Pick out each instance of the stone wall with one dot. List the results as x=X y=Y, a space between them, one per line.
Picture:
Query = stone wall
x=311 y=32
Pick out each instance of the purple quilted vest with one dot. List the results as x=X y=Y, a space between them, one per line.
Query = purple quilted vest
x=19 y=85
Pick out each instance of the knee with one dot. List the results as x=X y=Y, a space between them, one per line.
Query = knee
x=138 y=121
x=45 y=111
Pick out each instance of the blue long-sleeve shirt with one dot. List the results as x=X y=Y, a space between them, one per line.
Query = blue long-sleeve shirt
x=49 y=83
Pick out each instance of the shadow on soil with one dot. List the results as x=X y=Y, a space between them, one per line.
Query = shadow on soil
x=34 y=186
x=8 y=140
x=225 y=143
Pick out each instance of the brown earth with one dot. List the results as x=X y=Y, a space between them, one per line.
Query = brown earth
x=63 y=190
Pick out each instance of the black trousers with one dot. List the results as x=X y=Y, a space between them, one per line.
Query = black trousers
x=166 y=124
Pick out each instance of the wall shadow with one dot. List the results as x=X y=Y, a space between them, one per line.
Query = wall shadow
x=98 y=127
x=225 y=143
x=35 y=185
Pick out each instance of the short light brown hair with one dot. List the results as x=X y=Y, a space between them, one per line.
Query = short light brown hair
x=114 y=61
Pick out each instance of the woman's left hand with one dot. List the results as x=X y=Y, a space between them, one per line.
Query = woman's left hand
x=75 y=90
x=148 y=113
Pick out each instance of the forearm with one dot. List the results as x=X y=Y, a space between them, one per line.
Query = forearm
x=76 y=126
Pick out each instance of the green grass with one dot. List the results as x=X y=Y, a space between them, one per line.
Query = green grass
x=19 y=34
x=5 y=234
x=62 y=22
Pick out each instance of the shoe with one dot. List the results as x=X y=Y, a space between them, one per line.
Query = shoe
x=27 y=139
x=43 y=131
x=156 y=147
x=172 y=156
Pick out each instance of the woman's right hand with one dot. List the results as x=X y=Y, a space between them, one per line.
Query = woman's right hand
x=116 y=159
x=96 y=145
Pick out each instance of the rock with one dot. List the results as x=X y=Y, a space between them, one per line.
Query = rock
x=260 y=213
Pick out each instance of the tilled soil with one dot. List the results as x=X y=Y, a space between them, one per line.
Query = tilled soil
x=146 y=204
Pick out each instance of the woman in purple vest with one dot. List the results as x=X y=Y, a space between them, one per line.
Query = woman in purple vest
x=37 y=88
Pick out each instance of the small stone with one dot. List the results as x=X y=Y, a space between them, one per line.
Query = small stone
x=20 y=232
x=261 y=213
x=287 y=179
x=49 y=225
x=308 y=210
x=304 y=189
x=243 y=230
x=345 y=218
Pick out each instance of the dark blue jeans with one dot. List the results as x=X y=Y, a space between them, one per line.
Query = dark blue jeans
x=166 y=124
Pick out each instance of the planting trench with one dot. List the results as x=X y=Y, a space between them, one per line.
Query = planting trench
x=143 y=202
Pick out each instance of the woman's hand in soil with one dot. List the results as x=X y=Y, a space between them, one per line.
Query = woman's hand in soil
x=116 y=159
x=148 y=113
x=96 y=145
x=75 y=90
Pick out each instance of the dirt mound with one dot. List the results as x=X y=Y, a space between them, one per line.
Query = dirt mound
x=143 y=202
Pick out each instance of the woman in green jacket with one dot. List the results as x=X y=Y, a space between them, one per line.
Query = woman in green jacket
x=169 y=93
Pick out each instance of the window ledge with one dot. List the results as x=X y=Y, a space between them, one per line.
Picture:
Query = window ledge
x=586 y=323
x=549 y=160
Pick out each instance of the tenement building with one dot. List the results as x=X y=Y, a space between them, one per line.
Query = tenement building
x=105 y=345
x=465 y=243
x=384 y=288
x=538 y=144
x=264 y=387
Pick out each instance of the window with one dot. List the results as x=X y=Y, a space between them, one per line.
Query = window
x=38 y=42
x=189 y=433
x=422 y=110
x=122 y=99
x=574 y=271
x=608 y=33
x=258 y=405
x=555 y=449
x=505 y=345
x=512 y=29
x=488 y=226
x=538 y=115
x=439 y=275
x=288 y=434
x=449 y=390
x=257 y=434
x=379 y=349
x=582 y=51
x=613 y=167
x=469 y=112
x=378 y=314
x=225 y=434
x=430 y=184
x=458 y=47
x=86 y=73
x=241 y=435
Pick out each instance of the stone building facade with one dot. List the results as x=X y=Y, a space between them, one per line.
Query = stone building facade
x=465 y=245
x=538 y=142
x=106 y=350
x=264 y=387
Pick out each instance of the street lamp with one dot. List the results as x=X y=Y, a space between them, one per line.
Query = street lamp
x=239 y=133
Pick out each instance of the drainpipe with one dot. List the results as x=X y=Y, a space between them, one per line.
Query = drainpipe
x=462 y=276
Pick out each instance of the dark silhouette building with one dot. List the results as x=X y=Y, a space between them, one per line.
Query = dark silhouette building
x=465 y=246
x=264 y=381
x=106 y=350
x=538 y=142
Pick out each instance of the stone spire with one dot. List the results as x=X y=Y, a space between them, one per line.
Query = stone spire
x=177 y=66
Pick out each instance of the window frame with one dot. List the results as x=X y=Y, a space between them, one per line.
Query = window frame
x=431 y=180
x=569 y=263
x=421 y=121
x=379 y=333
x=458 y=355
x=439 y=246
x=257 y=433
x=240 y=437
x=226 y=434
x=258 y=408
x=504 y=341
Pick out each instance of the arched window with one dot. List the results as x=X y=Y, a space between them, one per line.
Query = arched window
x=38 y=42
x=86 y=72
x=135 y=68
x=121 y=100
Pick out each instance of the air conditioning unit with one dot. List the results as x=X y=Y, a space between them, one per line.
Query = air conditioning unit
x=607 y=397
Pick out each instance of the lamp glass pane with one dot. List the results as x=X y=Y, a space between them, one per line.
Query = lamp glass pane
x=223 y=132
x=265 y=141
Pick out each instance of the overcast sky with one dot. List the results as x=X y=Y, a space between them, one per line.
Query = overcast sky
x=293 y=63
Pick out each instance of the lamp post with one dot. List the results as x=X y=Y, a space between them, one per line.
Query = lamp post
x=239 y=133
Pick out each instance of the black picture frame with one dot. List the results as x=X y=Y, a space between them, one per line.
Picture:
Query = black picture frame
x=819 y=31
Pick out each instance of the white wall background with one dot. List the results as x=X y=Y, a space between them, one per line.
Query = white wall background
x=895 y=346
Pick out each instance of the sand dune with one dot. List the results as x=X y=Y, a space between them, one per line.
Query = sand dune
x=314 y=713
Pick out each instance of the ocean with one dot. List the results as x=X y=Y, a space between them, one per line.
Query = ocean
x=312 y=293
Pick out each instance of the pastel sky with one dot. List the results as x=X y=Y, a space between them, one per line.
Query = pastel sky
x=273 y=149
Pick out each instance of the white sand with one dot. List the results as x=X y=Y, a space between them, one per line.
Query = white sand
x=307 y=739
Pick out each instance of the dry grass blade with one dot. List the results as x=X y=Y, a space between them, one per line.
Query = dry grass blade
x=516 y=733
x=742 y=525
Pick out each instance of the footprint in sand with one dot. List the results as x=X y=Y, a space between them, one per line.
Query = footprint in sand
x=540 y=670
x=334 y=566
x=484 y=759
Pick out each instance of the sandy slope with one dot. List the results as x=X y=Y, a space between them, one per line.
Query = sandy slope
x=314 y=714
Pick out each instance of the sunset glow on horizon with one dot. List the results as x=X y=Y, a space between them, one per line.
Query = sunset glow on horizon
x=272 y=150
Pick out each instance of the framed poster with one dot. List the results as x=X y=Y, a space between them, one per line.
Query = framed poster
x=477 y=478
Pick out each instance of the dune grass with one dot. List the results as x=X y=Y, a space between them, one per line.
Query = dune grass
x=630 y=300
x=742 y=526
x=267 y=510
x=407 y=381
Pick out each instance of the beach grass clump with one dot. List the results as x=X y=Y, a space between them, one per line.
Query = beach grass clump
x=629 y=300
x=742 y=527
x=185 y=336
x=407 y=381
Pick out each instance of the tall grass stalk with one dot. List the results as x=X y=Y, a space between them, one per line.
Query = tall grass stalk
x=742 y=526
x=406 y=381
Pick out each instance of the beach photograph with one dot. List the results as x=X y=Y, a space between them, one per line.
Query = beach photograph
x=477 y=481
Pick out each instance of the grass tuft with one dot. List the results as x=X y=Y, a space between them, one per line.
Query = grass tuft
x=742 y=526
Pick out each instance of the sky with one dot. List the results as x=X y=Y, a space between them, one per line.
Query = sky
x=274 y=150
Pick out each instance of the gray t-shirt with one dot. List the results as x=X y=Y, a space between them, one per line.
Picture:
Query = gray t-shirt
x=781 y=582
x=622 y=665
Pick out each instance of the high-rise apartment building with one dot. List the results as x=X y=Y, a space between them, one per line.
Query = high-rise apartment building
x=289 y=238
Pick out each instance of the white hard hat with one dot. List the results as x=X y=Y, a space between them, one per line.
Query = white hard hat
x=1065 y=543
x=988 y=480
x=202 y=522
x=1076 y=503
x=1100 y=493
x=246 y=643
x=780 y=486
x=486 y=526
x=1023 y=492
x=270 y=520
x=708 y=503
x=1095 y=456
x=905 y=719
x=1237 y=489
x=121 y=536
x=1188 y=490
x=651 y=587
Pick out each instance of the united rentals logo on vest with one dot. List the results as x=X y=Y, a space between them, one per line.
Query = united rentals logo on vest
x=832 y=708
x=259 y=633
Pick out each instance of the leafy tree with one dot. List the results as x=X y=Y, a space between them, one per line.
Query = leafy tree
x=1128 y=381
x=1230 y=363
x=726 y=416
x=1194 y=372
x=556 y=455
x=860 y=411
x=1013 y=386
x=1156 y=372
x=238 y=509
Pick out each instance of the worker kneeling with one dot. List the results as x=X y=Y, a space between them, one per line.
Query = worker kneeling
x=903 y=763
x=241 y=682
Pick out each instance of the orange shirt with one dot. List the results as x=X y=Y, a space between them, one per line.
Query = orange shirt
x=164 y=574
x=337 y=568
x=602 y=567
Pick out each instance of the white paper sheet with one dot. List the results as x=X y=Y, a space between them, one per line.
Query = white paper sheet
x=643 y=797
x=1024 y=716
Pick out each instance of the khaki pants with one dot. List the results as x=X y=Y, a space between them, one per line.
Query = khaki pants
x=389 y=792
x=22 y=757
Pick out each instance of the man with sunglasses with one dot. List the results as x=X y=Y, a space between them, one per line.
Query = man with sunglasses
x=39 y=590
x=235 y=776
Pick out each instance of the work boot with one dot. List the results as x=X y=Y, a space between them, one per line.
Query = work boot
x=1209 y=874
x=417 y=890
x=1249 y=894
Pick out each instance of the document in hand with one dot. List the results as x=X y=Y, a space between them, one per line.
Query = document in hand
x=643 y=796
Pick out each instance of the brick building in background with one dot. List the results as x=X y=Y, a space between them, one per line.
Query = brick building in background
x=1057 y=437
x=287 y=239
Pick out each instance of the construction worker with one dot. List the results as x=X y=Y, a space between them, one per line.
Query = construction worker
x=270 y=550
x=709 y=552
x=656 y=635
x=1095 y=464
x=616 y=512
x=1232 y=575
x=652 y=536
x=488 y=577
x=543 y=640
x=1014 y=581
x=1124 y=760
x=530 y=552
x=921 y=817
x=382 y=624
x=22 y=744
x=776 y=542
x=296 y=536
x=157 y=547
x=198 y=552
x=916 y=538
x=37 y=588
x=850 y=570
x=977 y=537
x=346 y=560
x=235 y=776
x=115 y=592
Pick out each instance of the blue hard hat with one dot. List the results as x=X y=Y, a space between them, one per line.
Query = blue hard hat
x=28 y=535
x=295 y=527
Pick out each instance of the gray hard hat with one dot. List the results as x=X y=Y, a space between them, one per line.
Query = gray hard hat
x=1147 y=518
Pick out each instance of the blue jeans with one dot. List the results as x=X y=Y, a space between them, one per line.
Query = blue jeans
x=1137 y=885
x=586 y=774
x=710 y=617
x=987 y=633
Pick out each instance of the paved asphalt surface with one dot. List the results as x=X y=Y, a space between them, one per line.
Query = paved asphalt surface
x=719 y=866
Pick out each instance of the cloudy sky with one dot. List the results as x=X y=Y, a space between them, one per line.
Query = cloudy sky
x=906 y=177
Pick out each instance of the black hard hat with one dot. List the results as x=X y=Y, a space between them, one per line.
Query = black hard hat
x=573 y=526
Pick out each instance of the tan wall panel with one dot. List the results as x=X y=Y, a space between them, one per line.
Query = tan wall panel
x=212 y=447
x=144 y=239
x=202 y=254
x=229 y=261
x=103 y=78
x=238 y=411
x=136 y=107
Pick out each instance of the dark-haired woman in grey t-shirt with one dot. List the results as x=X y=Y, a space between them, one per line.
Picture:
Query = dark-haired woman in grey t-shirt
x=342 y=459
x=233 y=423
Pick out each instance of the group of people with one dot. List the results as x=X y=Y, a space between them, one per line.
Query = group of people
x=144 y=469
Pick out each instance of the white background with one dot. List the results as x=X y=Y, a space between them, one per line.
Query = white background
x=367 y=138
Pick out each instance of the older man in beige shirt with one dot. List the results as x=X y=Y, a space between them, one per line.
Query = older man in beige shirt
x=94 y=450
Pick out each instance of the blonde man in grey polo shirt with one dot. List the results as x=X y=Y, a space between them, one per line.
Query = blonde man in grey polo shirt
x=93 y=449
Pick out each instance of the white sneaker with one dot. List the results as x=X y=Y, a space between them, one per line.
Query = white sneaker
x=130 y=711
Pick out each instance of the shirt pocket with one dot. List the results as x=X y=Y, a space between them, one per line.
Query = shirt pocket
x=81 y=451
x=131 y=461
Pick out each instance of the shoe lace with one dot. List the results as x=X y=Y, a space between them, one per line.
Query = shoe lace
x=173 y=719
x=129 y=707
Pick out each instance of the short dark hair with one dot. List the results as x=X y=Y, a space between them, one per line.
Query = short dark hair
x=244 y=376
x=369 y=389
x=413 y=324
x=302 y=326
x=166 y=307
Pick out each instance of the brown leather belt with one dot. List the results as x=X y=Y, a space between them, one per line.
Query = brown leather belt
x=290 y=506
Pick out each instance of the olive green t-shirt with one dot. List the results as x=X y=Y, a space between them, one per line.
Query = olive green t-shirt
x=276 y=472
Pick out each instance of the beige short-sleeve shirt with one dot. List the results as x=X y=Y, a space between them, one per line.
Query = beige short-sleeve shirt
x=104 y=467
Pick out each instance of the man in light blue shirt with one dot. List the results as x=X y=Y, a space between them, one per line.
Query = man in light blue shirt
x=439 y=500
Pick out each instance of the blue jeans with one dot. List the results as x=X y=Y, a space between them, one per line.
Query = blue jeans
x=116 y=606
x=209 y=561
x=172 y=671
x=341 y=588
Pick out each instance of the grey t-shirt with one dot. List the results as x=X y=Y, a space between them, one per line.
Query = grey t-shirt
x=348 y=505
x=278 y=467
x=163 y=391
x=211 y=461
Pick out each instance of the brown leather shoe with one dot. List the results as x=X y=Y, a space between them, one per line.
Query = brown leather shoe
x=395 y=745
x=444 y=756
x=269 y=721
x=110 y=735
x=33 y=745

Task directions
In the listing above, find the line with "Pick out each instance of the beach photograph" and the line with "Pick out each instance of the leafy"; set down exactly those two lines and every line between them, nothing more.

Output of the exercise
Pick out each instance of the beach photograph with one dot. List the results as x=X y=Y, a space between them, one per line.
Query = beach photograph
x=477 y=481
Pick out each instance of the grass tuft with one dot. List the results as x=X y=Y, a space between them, one per line.
Query = grass tuft
x=742 y=526
Pick out each instance of the sky with one dot. List the results as x=X y=Y, a space between them, one per line.
Query = sky
x=274 y=150
Pick out each instance of the gray t-shirt with one dot. List the results as x=X y=Y, a space between them, one per line.
Picture:
Query = gray t-shirt
x=781 y=582
x=622 y=665
Pick out each instance of the high-rise apartment building with one dot. List the results as x=X y=Y, a space between them, one per line.
Query = high-rise apartment building
x=289 y=238
Pick out each instance of the white hard hat with one dot. List the results as x=X y=Y, a space between them, one per line.
Query = white hard hat
x=1065 y=543
x=988 y=480
x=202 y=522
x=1076 y=503
x=1100 y=493
x=246 y=643
x=780 y=486
x=486 y=526
x=1023 y=492
x=270 y=520
x=708 y=503
x=1095 y=456
x=905 y=719
x=1237 y=489
x=121 y=536
x=1188 y=490
x=651 y=587
Pick out each instance of the united rentals logo on vest with one dot. List the results as x=X y=Y, a space between them, one per line.
Query = united rentals logo on vest
x=832 y=708
x=259 y=633
Pick out each instance of the leafy tree with one dot. List the results as x=X y=Y, a space between them, one per line.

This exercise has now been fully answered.